======== Supplied data
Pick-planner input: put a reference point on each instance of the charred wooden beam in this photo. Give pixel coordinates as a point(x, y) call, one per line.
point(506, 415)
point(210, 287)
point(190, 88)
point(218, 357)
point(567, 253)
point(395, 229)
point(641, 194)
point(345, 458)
================
Rewrite every line of the listing with "charred wooden beam" swapped for "rusted steel girder", leaving all other text as it is.

Answer to this exercise ->
Pick-planner input: put a reference point on each instance of the rusted steel girder in this photo. Give pixel coordinates as a point(x, y) call, one per line.
point(506, 415)
point(210, 287)
point(190, 88)
point(218, 357)
point(567, 253)
point(395, 229)
point(641, 194)
point(345, 458)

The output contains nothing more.